▸ Instruções das tarefas
[1] Responda a estas perguntas com base no texto sobre jornalistas e Ventura:
(a) Em quantos minutos decorre o debate que a citação descreve como um tormento?
(b) Segundo a citação, a quem compete, antes de mais, a tarefa de combater Ventura?
(c) Quem escreveu o repto citado?
[2] Por favor, reproduza do texto sobre jornalistas e Ventura o trecho de "quarta-feira, 5 de" até "é um tormento.".
[3] Dê continuidade ao texto sobre jornalistas e Ventura a partir do ponto em que termina.

▸ Documento de origem
= = = = = = =

Rádio Freamunde

https://radiofreamunde.pt/

quarta-feira, 5 de janeiro de 2022

Os jornalistas têm alergia ao jornalismo:

«Entendamo-nos: se debater com um demagogo que se especializa em dizer agora uma coisa e daqui a bocado o seu contrário (é ver as cambalhotas que o programa do partido tem dado nos últimos meses), em acusações torpes, em chistes, em interrupções e em invenções é sempre muito difícil, em 25 minutos é um tormento.

[...]

Mas, admitindo naturalmente que haja diferentes opiniões sobre como melhor enfrentar Ventura num debate deste tipo (sobretudo quando se disputa eleitorado, o que não é o caso de Catarina Martins), a questão é que a tarefa de o combater e àquilo que representa não compete apenas aos adversários políticos - é antes de mais até, defendo, do jornalismo. É aos jornalistas que compete contextualizar, expor falsidades, repor a verdade - e perante alguém que se especializa em ódio e mentira e na destruição da democracia, chame-se Trump ou André Ventura, não dá para entrar na desculpa da falsa "objetividade", muito menos para namoros a "killers".»

O “killer” Ventura e a normalização da mentira

Perante a inépcia revelada por quem debateu com Ventura nas presidenciais (Marcelo fazendo parte dos que se deixaram conspurcar), e perante o vexante espectáculo dado por Rui Rio no debate para as legislativas com o mesmo biltre, Fernanda Câncio escreveu o repto acima citado onde pede ajuda aos seus colegas jornalistas. Tanto aos que participam moderando como (ainda mais por terem maior disponibilidade) aos que comentam e analisam esses eventos. Pede-lhes que façam os mínimos, que sejam factuais perante um explorador da ignorância, da alienação e do ódio.

= = = = = = =

Entradas guardadas:
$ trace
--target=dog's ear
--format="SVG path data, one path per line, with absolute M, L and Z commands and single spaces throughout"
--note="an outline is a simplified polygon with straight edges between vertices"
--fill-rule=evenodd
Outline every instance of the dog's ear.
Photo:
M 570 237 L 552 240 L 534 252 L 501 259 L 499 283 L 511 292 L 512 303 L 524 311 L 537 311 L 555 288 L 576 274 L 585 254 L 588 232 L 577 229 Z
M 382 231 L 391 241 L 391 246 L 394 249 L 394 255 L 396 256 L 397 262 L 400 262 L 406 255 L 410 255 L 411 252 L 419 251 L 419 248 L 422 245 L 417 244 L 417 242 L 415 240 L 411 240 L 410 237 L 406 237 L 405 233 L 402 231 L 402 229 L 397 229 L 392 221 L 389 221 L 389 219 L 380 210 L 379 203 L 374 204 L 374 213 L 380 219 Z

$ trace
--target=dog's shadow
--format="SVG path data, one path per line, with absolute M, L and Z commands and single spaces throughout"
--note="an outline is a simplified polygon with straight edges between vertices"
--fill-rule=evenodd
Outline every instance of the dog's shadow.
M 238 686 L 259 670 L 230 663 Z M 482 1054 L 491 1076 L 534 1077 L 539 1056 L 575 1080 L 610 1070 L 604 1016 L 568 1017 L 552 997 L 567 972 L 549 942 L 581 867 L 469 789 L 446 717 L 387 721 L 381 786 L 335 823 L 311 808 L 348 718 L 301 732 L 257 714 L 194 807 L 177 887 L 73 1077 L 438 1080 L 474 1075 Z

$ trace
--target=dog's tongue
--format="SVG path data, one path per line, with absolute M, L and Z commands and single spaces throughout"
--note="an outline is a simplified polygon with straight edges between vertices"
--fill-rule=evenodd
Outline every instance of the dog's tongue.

= = = = = = =

▸ Respostas do exercício
[1]
(a) Em 25 minutos.
(b) Ao jornalismo.
(c) Fernanda Câncio.

[2]
quarta-feira, 5 de janeiro de 2022

Os jornalistas têm alergia ao jornalismo:

«Entendamo-nos: se debater com um demagogo que se especializa em dizer agora uma coisa e daqui a bocado o seu contrário (é ver as cambalhotas que o programa do partido tem dado nos últimos meses), em acusações torpes, em chistes, em interrupções e em invenções é sempre muito difícil, em 25 minutos é um tormento.

[3]
Ora, há algo de desesperado, ou então apenas estético, neste pedido. Porque os jornalistas, tirando as excepções que confirmam a regra, não estão nada de nada de nadinha de nada preocupados com o que o Ventura se lembre de dizer ou fazer. E é canja explicar o fenómeno. Este Ventura aparece-lhes como uma cópia do que eles adoram desprezar, uma cópia do típico político. Não só há esse reconhecimento de ser o calhordas mais um actor a representar a sua rábula para o mercado eleitoral onde é uma boa marca, como a própria história do nascimento do Chega é em tudo canónica. Ele foi escolhido por uma das mais importantes figuras da direita portuguesa para ser o protagonista de uma original e fundante experiência política: testar a eficácia da retórica racista, xenófoba e segregadora sob a chancela do PSD. Passos Coelho quis Ventura para fazer de Loures o laboratório do que, 4 anos mais tarde, Rui Rio validou nos Açores. Sem Passos, Ventura teria continuado na CMTV a falar de bola com outros grunhos.

Nem um pingo de exagero ou vestígios de miopia nesta constatação, temos de registar que toda a direita decadente aprova a estratégia – como se viu no levantamento de Cavaco, Ferreira Leite e alia para forçarem Rio a aceitar Ventura como parceiro de conquista do poder. E é esta direita quem dá trabalho aos jornalistas, não temos notícia de empresários socialistas ou esquerdolas a investirem na comunicação social. Das últimas vezes que se falou em tal, aquando da Prisa a comprar a TVI ou do lançamento do i, o resultado foi o casal Moniz e mais um pasquim populista. Logo, estar a pedir-lhes para boicotarem os interesses de quem paga as contas parece condenado à indiferença.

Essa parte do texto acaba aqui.